[Records drawn from a dataset]
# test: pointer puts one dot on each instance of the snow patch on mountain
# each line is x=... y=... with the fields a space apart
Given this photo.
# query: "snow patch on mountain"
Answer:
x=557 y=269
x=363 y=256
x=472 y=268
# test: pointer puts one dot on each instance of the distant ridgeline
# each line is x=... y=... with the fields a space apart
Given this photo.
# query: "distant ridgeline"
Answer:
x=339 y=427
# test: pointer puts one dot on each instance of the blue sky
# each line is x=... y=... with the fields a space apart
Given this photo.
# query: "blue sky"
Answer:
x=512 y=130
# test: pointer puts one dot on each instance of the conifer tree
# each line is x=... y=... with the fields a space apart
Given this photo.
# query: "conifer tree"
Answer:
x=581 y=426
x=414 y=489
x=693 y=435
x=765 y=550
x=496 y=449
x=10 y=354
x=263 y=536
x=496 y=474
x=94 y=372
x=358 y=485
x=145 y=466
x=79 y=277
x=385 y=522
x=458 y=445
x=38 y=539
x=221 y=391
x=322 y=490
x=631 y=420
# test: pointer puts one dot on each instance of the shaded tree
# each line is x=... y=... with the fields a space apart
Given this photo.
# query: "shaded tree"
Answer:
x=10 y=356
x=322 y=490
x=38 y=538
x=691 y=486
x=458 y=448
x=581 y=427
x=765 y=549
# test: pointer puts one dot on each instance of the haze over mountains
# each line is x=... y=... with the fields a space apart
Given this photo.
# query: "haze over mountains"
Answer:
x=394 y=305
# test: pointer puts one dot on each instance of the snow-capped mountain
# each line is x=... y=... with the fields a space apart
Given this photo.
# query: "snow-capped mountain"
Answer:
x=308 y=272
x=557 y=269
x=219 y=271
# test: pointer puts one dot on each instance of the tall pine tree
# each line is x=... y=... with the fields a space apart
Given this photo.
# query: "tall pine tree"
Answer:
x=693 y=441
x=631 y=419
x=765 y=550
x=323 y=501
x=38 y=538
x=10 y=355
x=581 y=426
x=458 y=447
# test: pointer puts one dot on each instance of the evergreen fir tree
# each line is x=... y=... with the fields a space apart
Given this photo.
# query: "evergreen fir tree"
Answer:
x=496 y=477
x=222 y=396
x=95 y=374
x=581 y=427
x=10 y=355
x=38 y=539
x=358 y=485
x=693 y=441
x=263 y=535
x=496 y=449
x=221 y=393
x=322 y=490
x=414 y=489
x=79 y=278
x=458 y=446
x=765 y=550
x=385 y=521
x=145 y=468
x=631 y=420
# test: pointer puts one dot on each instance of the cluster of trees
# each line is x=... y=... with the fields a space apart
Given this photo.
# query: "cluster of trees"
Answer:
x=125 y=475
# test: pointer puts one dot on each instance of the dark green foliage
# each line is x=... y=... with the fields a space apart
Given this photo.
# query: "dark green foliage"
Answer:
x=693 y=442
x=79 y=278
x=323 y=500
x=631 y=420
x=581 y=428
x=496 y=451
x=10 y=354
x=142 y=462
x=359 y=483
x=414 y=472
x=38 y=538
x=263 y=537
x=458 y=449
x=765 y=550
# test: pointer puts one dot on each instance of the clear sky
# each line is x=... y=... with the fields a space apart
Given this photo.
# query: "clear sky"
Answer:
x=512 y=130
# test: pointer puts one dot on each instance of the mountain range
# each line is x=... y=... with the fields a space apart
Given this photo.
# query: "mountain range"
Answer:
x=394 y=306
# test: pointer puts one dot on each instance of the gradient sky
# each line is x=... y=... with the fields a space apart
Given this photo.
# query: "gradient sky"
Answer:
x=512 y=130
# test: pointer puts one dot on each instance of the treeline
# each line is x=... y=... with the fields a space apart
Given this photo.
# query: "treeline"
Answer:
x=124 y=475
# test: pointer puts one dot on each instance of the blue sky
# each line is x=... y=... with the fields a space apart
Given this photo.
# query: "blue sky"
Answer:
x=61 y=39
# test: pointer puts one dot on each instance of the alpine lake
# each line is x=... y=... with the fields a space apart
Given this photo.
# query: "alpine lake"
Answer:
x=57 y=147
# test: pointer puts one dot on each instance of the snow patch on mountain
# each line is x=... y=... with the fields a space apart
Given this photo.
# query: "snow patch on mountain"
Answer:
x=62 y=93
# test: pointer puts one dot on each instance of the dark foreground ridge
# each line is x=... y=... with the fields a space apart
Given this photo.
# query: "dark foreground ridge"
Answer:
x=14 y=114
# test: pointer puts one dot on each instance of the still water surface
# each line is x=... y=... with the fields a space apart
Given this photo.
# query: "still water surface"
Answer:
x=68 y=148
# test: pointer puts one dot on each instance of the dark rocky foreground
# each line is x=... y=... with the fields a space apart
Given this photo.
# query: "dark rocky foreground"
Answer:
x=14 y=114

THE TASK:
Render every line of the data above as a Markdown table with the columns Row and Line. Put a running number in Row and the line itself in Line, and leave out blank lines.

REPLY:
| Row | Line |
|---|---|
| 1 | # test: pointer puts one dot on each instance of the snow patch on mountain |
| 2 | # each line is x=... y=... with the fields a space apart |
| 3 | Given this photo. |
| 4 | # query: "snow patch on mountain" |
| 5 | Answer: |
| 6 | x=557 y=269 |
| 7 | x=363 y=256 |
| 8 | x=472 y=268 |
| 9 | # test: pointer puts one dot on each instance of the distant ridgeline |
| 10 | # each line is x=... y=... with the fields a space apart |
| 11 | Given this photo. |
| 12 | # query: "distant ridgeline" |
| 13 | Answer: |
| 14 | x=339 y=427 |
| 15 | # test: pointer puts one dot on each instance of the blue sky |
| 16 | # each line is x=... y=... with the fields a space apart |
| 17 | Given this photo. |
| 18 | # query: "blue sky" |
| 19 | Answer: |
| 20 | x=512 y=130 |
| 21 | # test: pointer puts one dot on each instance of the conifer tree |
| 22 | # each line is x=... y=... with the fields a space apart |
| 23 | Given this photo. |
| 24 | # query: "conifer tree" |
| 25 | Answer: |
| 26 | x=581 y=426 |
| 27 | x=414 y=489 |
| 28 | x=693 y=435 |
| 29 | x=765 y=550 |
| 30 | x=496 y=449 |
| 31 | x=10 y=354 |
| 32 | x=263 y=536 |
| 33 | x=496 y=474 |
| 34 | x=94 y=372 |
| 35 | x=358 y=485 |
| 36 | x=145 y=466 |
| 37 | x=79 y=277 |
| 38 | x=385 y=522 |
| 39 | x=458 y=445 |
| 40 | x=38 y=539 |
| 41 | x=221 y=391 |
| 42 | x=322 y=490 |
| 43 | x=631 y=420 |
| 44 | # test: pointer puts one dot on each instance of the shaded tree |
| 45 | # each line is x=... y=... with the fields a space apart |
| 46 | Given this photo. |
| 47 | # query: "shaded tree" |
| 48 | Answer: |
| 49 | x=10 y=356 |
| 50 | x=322 y=490 |
| 51 | x=38 y=538 |
| 52 | x=691 y=486 |
| 53 | x=458 y=448 |
| 54 | x=581 y=427 |
| 55 | x=765 y=549 |
| 56 | # test: pointer puts one dot on each instance of the haze over mountains |
| 57 | # each line is x=... y=... with the fields a space apart |
| 58 | Given this photo. |
| 59 | # query: "haze over mountains" |
| 60 | Answer: |
| 61 | x=394 y=305 |
| 62 | # test: pointer puts one dot on each instance of the snow-capped mountain |
| 63 | # each line is x=... y=... with the fields a space apart |
| 64 | Given this photo. |
| 65 | # query: "snow-capped mountain" |
| 66 | Answer: |
| 67 | x=308 y=272 |
| 68 | x=557 y=269 |
| 69 | x=219 y=271 |
| 70 | # test: pointer puts one dot on each instance of the tall pine tree |
| 71 | # each line is x=... y=... with the fields a space apart |
| 72 | Given this photo. |
| 73 | # query: "tall pine tree" |
| 74 | Answer: |
| 75 | x=693 y=441 |
| 76 | x=631 y=419 |
| 77 | x=765 y=550 |
| 78 | x=323 y=501 |
| 79 | x=38 y=538 |
| 80 | x=10 y=355 |
| 81 | x=581 y=426 |
| 82 | x=458 y=447 |
| 83 | # test: pointer puts one dot on each instance of the evergreen fir tree |
| 84 | # each line is x=... y=... with the fields a space apart |
| 85 | Given this photo. |
| 86 | # query: "evergreen fir tree" |
| 87 | Answer: |
| 88 | x=496 y=477 |
| 89 | x=222 y=396 |
| 90 | x=95 y=374 |
| 91 | x=581 y=427 |
| 92 | x=10 y=355 |
| 93 | x=38 y=539 |
| 94 | x=358 y=485 |
| 95 | x=693 y=441 |
| 96 | x=263 y=535 |
| 97 | x=496 y=449 |
| 98 | x=221 y=393 |
| 99 | x=322 y=490 |
| 100 | x=414 y=489 |
| 101 | x=79 y=278 |
| 102 | x=458 y=446 |
| 103 | x=765 y=550 |
| 104 | x=385 y=521 |
| 105 | x=145 y=468 |
| 106 | x=631 y=420 |
| 107 | # test: pointer puts one dot on each instance of the cluster of trees |
| 108 | # each line is x=... y=... with the fields a space apart |
| 109 | Given this photo. |
| 110 | # query: "cluster of trees" |
| 111 | Answer: |
| 112 | x=125 y=475 |
| 113 | # test: pointer puts one dot on each instance of the dark green foliage |
| 114 | # each line is x=... y=... with the fields a space apart |
| 115 | Given this photo. |
| 116 | # query: "dark green foliage" |
| 117 | Answer: |
| 118 | x=693 y=442 |
| 119 | x=79 y=278 |
| 120 | x=323 y=500 |
| 121 | x=631 y=420 |
| 122 | x=581 y=428 |
| 123 | x=496 y=451 |
| 124 | x=10 y=354 |
| 125 | x=142 y=462 |
| 126 | x=359 y=483 |
| 127 | x=414 y=472 |
| 128 | x=38 y=538 |
| 129 | x=263 y=537 |
| 130 | x=458 y=449 |
| 131 | x=765 y=550 |
| 132 | # test: pointer puts one dot on each instance of the clear sky |
| 133 | # each line is x=... y=... with the fields a space apart |
| 134 | Given this photo. |
| 135 | # query: "clear sky" |
| 136 | Answer: |
| 137 | x=512 y=130 |
| 138 | # test: pointer puts one dot on each instance of the mountain range |
| 139 | # each line is x=... y=... with the fields a space apart |
| 140 | Given this photo. |
| 141 | # query: "mountain range" |
| 142 | Answer: |
| 143 | x=394 y=306 |
| 144 | # test: pointer puts one dot on each instance of the gradient sky |
| 145 | # each line is x=... y=... with the fields a space apart |
| 146 | Given this photo. |
| 147 | # query: "gradient sky" |
| 148 | Answer: |
| 149 | x=512 y=130 |
| 150 | # test: pointer puts one dot on each instance of the treeline |
| 151 | # each line is x=... y=... with the fields a space apart |
| 152 | Given this photo. |
| 153 | # query: "treeline" |
| 154 | Answer: |
| 155 | x=124 y=475 |
| 156 | # test: pointer puts one dot on each instance of the blue sky |
| 157 | # each line is x=... y=... with the fields a space apart |
| 158 | Given this photo. |
| 159 | # query: "blue sky" |
| 160 | Answer: |
| 161 | x=61 y=39 |
| 162 | # test: pointer puts one dot on each instance of the alpine lake |
| 163 | # each line is x=... y=... with the fields a space apart |
| 164 | Given this photo. |
| 165 | # query: "alpine lake" |
| 166 | Answer: |
| 167 | x=57 y=147 |
| 168 | # test: pointer puts one dot on each instance of the snow patch on mountain |
| 169 | # each line is x=... y=... with the fields a space apart |
| 170 | Given this photo. |
| 171 | # query: "snow patch on mountain" |
| 172 | Answer: |
| 173 | x=62 y=93 |
| 174 | # test: pointer puts one dot on each instance of the dark foreground ridge |
| 175 | # each line is x=... y=... with the fields a space apart |
| 176 | Given this photo. |
| 177 | # query: "dark foreground ridge" |
| 178 | Answer: |
| 179 | x=14 y=114 |
| 180 | # test: pointer puts one dot on each instance of the still water surface |
| 181 | # each line is x=... y=... with the fields a space apart |
| 182 | Given this photo. |
| 183 | # query: "still water surface" |
| 184 | Answer: |
| 185 | x=68 y=148 |
| 186 | # test: pointer puts one dot on each instance of the dark rocky foreground |
| 187 | # each line is x=... y=... with the fields a space apart |
| 188 | Given this photo. |
| 189 | # query: "dark rocky foreground" |
| 190 | Answer: |
| 191 | x=14 y=114 |